DOCUMENT:
◇ ◇ ◇ ◇ ◇ ◇ ◇

Edgar (US Regulatory)




UNITED STATES
SECURITIES AND EXCHANGE COMMISSION
Washington, D.C. 20549
 

 
FORM 8-K
 

 
CURRENT REPORT
 
PURSUANT TO SECTION 13 OR 15(d) OF THE
SECURITIES EXCHANGE ACT OF 1934
 
January 7, 2010
Date of Report (Date of earliest event reported)
 
NATURAL BLUE RESOURCES, INC.
(Exact name of registrant as specified in its charter)
 
Delaware
333-128060
13-3134389
(State or other jurisdiction of incorporation or organization)
(Commission File Number)
(I.R.S. Employer Identification Number)
 
146 West Plant Street, Suite 300
Winter Garden, Florida 34787
(Address of principal executive office, including zip code)
 
(866) 739-3945
(Registrant’s telephone number, including area code)
 
Check the appropriate box below if the Form 8-K filing is intended to simultaneously satisfy the filing obligation of the registrant under any of the following provisions:
 
r    Written communications pursuant to Rule 425 under the Securities Act (17 CFR 230.425)

r    Soliciting material pursuant to Rule 14a-12 under the Exchange Act (17 CFR 240.14a-12)

r    Pre-commencement communications pursuant to Rule 14d-2(b) under the Exchange Act (17 CFR 240.14d-2(b))

r    Pre-commencement communications pursuant to Rule 13e-4(c) under the Exchange Act (17 CFR 240.13e-4(c))
 
 
 
 

 
 
Natural Blue Resources, Inc.
Form 8-K
 
Item 4.01.  Changes in Registrant’s Certifying Accountant.

On January 20, 2010, Natural Blue Resources, Inc., a Delaware corporation (“we” or the “Company”) dismissed Child, Van Wagoner & Bradshaw PLLC (“Child”) as our principal independent accountant, and on January 26, 2010 we engaged Cross, Fernandez & Riley, LLP (“CFR”) as our principal independent accountant to audit our consolidated financial statements.

◇ ◇ ◇ ◇ ◇ ◇ ◇

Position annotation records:
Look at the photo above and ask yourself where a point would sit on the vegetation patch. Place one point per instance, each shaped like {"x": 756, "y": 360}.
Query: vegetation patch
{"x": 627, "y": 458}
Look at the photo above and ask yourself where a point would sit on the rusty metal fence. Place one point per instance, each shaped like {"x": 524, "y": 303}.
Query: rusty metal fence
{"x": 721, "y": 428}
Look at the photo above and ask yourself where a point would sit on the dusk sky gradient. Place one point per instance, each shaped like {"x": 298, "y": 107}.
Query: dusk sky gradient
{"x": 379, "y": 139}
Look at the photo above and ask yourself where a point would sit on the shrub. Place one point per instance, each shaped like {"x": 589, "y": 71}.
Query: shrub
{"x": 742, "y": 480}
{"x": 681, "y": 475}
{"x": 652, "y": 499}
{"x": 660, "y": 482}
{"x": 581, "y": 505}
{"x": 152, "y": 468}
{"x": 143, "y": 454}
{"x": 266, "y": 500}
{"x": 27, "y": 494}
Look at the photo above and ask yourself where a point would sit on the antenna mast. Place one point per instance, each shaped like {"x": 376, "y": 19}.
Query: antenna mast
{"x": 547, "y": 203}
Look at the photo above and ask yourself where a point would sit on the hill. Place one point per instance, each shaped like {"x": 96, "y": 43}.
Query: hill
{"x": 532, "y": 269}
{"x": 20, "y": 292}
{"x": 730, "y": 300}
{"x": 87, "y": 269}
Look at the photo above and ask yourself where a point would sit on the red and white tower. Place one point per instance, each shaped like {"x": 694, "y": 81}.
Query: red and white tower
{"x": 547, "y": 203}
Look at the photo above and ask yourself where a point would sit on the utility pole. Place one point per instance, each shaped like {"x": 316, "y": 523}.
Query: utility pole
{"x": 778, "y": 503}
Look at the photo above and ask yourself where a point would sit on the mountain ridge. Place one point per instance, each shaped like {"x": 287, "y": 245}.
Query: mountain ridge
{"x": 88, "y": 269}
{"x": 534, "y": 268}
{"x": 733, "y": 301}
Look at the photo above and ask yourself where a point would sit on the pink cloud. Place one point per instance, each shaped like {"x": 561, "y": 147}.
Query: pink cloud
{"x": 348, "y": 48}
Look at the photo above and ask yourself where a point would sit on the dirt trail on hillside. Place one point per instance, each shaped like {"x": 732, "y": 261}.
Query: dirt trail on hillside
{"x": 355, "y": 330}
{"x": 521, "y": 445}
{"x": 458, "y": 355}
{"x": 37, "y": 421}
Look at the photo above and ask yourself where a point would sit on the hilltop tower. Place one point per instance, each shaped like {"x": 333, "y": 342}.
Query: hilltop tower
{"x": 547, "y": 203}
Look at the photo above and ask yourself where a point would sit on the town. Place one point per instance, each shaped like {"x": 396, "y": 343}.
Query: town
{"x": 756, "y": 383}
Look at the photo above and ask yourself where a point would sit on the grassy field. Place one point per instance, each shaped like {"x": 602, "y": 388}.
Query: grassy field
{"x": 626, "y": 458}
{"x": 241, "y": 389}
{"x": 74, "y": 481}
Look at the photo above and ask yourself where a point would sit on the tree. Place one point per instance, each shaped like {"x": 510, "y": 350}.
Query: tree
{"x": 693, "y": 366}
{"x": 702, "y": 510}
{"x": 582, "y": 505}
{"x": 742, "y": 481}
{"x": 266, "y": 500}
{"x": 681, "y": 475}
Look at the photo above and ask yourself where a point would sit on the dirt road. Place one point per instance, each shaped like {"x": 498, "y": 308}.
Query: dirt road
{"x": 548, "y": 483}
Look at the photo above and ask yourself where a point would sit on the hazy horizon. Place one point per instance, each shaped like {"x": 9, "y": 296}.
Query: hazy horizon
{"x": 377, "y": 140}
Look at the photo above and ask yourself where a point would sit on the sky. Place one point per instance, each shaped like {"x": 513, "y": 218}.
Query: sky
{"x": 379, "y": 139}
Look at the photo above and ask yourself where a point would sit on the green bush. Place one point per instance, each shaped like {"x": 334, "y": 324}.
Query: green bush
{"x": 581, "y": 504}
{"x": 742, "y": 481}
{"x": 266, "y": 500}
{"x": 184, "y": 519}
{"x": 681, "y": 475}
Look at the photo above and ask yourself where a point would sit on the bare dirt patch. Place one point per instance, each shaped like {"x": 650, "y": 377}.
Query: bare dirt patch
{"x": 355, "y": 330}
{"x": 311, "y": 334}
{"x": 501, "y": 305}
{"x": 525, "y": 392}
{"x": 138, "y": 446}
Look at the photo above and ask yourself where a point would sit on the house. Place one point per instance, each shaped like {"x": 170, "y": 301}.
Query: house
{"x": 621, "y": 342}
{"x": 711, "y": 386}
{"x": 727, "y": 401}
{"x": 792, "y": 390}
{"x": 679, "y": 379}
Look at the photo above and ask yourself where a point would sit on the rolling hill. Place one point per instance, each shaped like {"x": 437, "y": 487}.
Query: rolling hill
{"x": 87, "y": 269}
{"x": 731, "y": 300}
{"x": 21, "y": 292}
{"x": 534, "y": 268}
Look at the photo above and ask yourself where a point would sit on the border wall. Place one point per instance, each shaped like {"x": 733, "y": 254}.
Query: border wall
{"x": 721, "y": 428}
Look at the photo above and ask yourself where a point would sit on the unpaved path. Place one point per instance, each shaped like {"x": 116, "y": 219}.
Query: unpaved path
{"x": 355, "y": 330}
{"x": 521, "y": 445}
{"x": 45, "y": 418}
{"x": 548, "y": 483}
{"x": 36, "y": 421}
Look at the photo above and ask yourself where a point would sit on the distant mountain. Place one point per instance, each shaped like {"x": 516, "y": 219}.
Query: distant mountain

◇ ◇ ◇ ◇ ◇ ◇ ◇

WRITTEN TASKS:
a. According to the filing, on what date did the company engage Cross, Fernandez & Riley, LLP as its principal independent accountant?
b. Please reproduce the stretch of the filing from "r    Soliciting" through "(17 CFR 240.13e-4(c))".

TASK-BY-TASK ANSWERS:
a. January 26, 2010

b.
r    Soliciting material pursuant to Rule 14a-12 under the Exchange Act (17 CFR 240.14a-12)

r    Pre-commencement communications pursuant to Rule 14d-2(b) under the Exchange Act (17 CFR 240.14d-2(b))

r    Pre-commencement communications pursuant to Rule 13e-4(c) under the Exchange Act (17 CFR 240.13e-4(c))